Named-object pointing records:
------------------------------------------------------------

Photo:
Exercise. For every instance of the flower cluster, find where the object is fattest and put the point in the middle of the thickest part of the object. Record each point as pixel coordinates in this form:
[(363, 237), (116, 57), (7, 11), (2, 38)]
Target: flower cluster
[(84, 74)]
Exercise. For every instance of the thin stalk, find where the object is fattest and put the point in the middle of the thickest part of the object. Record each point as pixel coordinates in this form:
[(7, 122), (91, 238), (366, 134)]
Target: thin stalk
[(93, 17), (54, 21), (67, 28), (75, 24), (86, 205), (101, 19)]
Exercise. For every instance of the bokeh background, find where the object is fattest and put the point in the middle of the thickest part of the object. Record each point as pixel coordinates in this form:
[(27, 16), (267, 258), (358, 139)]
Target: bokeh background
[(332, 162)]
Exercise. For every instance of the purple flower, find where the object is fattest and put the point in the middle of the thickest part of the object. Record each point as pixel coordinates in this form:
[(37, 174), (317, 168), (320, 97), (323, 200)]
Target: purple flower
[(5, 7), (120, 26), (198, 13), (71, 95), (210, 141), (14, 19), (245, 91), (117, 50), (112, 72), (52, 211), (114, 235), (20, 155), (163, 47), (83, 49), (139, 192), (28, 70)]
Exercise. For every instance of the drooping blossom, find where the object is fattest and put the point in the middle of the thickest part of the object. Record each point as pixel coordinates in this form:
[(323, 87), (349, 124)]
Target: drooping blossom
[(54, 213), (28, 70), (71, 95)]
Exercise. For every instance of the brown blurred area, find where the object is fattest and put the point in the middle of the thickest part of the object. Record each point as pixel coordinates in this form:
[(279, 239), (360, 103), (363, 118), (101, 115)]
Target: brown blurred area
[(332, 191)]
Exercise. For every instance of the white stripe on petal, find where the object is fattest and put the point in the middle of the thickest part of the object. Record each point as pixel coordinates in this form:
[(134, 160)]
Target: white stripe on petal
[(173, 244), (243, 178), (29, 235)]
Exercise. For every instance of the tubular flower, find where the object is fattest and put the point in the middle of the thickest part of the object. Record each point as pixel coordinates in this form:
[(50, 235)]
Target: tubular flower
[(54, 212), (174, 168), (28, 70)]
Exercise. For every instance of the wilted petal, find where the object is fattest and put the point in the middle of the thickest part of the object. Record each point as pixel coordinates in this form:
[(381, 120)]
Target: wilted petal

------------------------------------------------------------

- _Short problem_: Reproduce all of the entries above word for word, line by line, with nothing changed.

- _Result of the exercise_:
Photo:
Exercise. For every instance of the flower cluster, find where the object is fattest and put the point in the middle of the thickest part of the object. Record each point as pixel coordinates in this form:
[(363, 237), (116, 57), (7, 11), (2, 38)]
Target: flower cluster
[(84, 74)]
Exercise. For every instance of the thin stalk, find where the object is fattest and put the point in the middle of the thickest part of the object. Record each point as pixel coordinates in this form:
[(7, 122), (91, 238), (366, 134)]
Target: thin stalk
[(93, 17), (54, 21), (67, 28), (75, 24), (86, 205), (101, 19)]
Exercise. For every instance of the bokeh background, find where the object is fattest and put the point in the middle of the thickest part of the object. Record each point as pixel coordinates in this form:
[(27, 16), (267, 258), (358, 139)]
Target: bokeh background
[(332, 162)]
Exercise. For every instance of the purple flower, find where the object is fattest and put the point in the middle of the thickest part of the object. Record each point as pixel coordinates in this form:
[(37, 174), (317, 168), (320, 97), (323, 200)]
Target: purple flower
[(5, 7), (120, 26), (198, 13), (71, 95), (210, 141), (14, 19), (245, 91), (117, 50), (112, 72), (52, 211), (114, 235), (20, 155), (163, 47), (83, 49), (139, 192), (28, 70)]
Exercise. For every instance of the drooping blossom, find where the object is fattest and put the point in the middle of the thickest part of the object. Record each point as pixel coordinates in this form:
[(323, 87), (349, 124)]
Target: drooping blossom
[(54, 213), (28, 70), (71, 95)]
Exercise. For every instance of the brown blurred area, find where the object is fattest and put the point in the middle of the thickest part of the object. Record each point as pixel coordinates in this form:
[(279, 239), (360, 103), (363, 118), (101, 115)]
Target: brown blurred area
[(332, 191)]
Exercise. For every instance of the white stripe on petal, find where the object is fattest and put the point in the middle of the thickest part of the object. Record each point as pixel coordinates in this form:
[(134, 160)]
Target: white stripe on petal
[(173, 244), (243, 178), (29, 235)]
Exercise. For every instance of the tubular flower, find where the object is fattest and put the point in the middle of the thickest part of the object. Record each point as pixel coordinates in this form:
[(50, 235)]
Target: tubular flower
[(54, 212), (174, 168), (28, 70)]
Exercise. For every instance of the wilted petal, find where the object is fattest and put the point in the middle of the thickest part of the object. Record each point as pixel coordinates in this form:
[(381, 120)]
Target: wilted petal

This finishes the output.